▸ Information provided:
== Segment start ==

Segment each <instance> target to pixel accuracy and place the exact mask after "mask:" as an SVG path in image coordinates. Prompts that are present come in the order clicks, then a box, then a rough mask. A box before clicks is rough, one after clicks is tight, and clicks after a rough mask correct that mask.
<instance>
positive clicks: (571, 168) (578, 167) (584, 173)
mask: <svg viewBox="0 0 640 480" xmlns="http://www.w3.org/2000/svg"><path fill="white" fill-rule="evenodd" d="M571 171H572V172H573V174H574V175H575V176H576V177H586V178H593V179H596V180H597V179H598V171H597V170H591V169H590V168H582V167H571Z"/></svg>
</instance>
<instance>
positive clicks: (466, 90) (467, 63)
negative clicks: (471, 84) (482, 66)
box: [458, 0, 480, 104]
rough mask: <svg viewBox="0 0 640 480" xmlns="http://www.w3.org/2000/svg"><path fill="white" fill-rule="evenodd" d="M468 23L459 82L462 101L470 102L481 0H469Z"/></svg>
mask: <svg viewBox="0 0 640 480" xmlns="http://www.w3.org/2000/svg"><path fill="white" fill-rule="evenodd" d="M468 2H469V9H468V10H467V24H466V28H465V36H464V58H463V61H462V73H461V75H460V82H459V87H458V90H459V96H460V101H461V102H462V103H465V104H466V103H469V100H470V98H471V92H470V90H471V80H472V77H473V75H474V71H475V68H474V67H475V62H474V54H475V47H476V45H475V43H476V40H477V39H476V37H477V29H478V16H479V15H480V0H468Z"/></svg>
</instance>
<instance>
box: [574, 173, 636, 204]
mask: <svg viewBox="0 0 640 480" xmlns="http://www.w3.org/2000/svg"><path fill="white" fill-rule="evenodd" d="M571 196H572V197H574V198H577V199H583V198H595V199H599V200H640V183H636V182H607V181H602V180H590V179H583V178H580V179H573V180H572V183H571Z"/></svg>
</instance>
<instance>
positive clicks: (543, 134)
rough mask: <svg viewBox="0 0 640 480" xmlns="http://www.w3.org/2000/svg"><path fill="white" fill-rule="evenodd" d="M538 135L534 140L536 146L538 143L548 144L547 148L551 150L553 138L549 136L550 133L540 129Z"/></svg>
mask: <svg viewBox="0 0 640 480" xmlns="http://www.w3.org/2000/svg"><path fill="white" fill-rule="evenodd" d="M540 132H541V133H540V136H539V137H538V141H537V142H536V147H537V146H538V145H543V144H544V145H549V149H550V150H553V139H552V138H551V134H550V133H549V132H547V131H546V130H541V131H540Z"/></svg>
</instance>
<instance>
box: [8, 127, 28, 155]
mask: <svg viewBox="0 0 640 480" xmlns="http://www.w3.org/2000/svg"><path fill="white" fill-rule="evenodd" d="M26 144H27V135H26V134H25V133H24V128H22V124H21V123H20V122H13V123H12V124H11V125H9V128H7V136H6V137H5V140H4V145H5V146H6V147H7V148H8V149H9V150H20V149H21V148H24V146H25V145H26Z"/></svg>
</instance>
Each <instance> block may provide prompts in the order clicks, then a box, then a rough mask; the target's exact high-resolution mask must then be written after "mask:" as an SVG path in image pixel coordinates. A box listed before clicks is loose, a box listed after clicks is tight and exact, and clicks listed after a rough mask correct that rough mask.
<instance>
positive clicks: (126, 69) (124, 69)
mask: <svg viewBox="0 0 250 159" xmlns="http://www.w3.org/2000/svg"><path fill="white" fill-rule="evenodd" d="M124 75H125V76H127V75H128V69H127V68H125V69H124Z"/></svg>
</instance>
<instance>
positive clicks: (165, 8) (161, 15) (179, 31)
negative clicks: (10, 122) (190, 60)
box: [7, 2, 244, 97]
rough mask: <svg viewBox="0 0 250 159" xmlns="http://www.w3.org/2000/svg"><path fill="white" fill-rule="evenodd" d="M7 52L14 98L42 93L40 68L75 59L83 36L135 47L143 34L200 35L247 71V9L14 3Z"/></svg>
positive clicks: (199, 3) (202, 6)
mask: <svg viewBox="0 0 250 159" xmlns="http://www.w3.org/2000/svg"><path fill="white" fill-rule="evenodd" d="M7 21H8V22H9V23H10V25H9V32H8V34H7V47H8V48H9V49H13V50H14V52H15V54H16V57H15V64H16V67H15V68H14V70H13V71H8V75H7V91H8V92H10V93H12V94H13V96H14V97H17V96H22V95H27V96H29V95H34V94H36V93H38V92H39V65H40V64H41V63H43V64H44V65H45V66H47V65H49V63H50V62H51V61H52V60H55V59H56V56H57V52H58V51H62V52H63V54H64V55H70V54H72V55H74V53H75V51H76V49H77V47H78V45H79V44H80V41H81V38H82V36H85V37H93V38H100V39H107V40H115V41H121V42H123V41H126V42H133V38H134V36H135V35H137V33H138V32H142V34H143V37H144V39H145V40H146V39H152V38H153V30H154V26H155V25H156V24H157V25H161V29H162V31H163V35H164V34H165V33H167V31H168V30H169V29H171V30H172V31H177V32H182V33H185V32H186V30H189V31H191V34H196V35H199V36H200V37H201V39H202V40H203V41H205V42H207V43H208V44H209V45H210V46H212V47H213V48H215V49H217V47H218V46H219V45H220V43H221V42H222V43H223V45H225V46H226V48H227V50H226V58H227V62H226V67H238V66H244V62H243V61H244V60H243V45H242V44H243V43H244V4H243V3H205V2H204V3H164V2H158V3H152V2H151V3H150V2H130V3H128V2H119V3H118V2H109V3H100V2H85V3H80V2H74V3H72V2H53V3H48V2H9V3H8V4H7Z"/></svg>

== Segment end ==

▸ Work request: Change every "rough mask" in the material above to "coarse mask" and leave everything else unchanged.

▸ Written reply:
Segment each <instance> target to pixel accuracy and place the exact mask after "mask:" as an SVG path in image coordinates. Prompts that are present come in the order clicks, then a box, then a coarse mask. A box before clicks is rough, one after clicks is tight, and clicks after a coarse mask correct that mask.
<instance>
positive clicks: (571, 168) (578, 167) (584, 173)
mask: <svg viewBox="0 0 640 480" xmlns="http://www.w3.org/2000/svg"><path fill="white" fill-rule="evenodd" d="M571 171H572V172H573V174H574V175H575V176H576V177H586V178H593V179H596V180H597V179H598V171H597V170H591V169H590V168H582V167H571Z"/></svg>
</instance>
<instance>
positive clicks: (466, 90) (467, 63)
negative clicks: (471, 84) (482, 66)
box: [458, 0, 480, 104]
coarse mask: <svg viewBox="0 0 640 480" xmlns="http://www.w3.org/2000/svg"><path fill="white" fill-rule="evenodd" d="M468 23L459 82L462 101L470 102L481 0H469Z"/></svg>
mask: <svg viewBox="0 0 640 480" xmlns="http://www.w3.org/2000/svg"><path fill="white" fill-rule="evenodd" d="M468 2H469V9H468V10H467V24H466V28H465V36H464V58H463V61H462V73H461V75H460V82H459V87H458V90H459V96H460V101H461V102H462V103H465V104H466V103H469V100H470V98H471V92H470V90H471V80H472V77H473V75H474V71H475V68H474V67H475V62H474V54H475V47H476V45H475V43H476V40H477V39H476V37H477V29H478V16H479V15H480V0H468Z"/></svg>
</instance>
<instance>
box: [574, 173, 636, 204]
mask: <svg viewBox="0 0 640 480" xmlns="http://www.w3.org/2000/svg"><path fill="white" fill-rule="evenodd" d="M571 196H572V197H574V198H577V199H583V198H595V199H599V200H640V183H636V182H607V181H602V180H590V179H583V178H580V179H573V180H572V183H571Z"/></svg>
</instance>
<instance>
positive clicks: (543, 134)
coarse mask: <svg viewBox="0 0 640 480" xmlns="http://www.w3.org/2000/svg"><path fill="white" fill-rule="evenodd" d="M538 135L534 140L536 146L538 143L548 144L547 148L551 150L553 138L549 136L550 133L540 129Z"/></svg>
mask: <svg viewBox="0 0 640 480" xmlns="http://www.w3.org/2000/svg"><path fill="white" fill-rule="evenodd" d="M540 132H541V133H540V136H539V137H538V141H537V142H536V147H537V146H538V145H543V144H544V145H549V149H550V150H553V139H552V138H551V134H550V133H549V132H547V131H546V130H541V131H540Z"/></svg>
</instance>
<instance>
box: [8, 127, 28, 155]
mask: <svg viewBox="0 0 640 480" xmlns="http://www.w3.org/2000/svg"><path fill="white" fill-rule="evenodd" d="M26 144H27V135H26V134H25V133H24V128H22V124H21V123H20V122H13V123H12V124H11V125H9V128H7V136H6V137H5V140H4V145H5V146H6V147H7V148H8V149H9V150H20V149H21V148H24V146H25V145H26Z"/></svg>
</instance>
Each <instance> block may provide prompts in the order clicks, then a box, then a coarse mask; the target's exact high-resolution mask must then be written after "mask:" as an SVG path in image pixel coordinates. A box listed before clicks is loose, a box listed after clicks is tight and exact, and clicks listed after a coarse mask correct that coarse mask.
<instance>
positive clicks: (126, 69) (124, 69)
mask: <svg viewBox="0 0 250 159" xmlns="http://www.w3.org/2000/svg"><path fill="white" fill-rule="evenodd" d="M124 75H125V76H127V75H128V69H127V68H125V69H124Z"/></svg>
</instance>
<instance>
positive clicks: (165, 8) (161, 15) (179, 31)
negative clicks: (10, 122) (190, 60)
box: [7, 2, 244, 97]
coarse mask: <svg viewBox="0 0 250 159" xmlns="http://www.w3.org/2000/svg"><path fill="white" fill-rule="evenodd" d="M7 52L14 98L42 93L40 68L75 59L83 36L135 47L143 34L200 35L247 71V9L14 3Z"/></svg>
positive clicks: (199, 3) (202, 6)
mask: <svg viewBox="0 0 250 159" xmlns="http://www.w3.org/2000/svg"><path fill="white" fill-rule="evenodd" d="M7 21H8V22H9V23H10V25H9V32H8V34H7V47H8V48H9V49H13V50H14V52H15V54H16V57H15V64H16V67H15V68H14V70H13V71H8V75H7V91H8V92H10V93H12V94H13V96H14V97H17V96H22V95H27V96H29V95H34V94H36V93H38V92H39V65H40V64H41V63H43V64H44V65H45V66H47V65H49V63H50V62H51V61H52V60H55V59H56V56H57V52H58V51H62V52H63V54H64V55H70V54H72V55H74V53H75V51H76V49H77V47H78V45H79V44H80V41H81V38H82V36H85V37H93V38H100V39H107V40H115V41H121V42H123V41H126V42H133V38H134V36H135V35H137V33H138V32H142V34H143V37H144V39H145V40H146V39H152V38H153V30H154V26H155V25H156V24H157V25H161V29H162V31H163V35H164V34H165V33H167V31H168V30H169V29H171V30H172V31H177V32H182V33H185V32H186V30H189V31H191V34H196V35H199V36H200V37H201V39H202V40H203V41H205V42H207V43H208V44H209V45H210V46H212V47H213V48H215V49H217V47H218V46H219V45H220V43H221V42H222V43H223V45H225V46H226V48H227V50H226V58H227V62H226V67H238V66H244V62H243V61H244V60H243V45H242V44H243V43H244V4H243V3H205V2H204V3H164V2H158V3H152V2H151V3H150V2H130V3H128V2H119V3H118V2H109V3H100V2H85V3H80V2H74V3H72V2H53V3H48V2H9V3H8V4H7Z"/></svg>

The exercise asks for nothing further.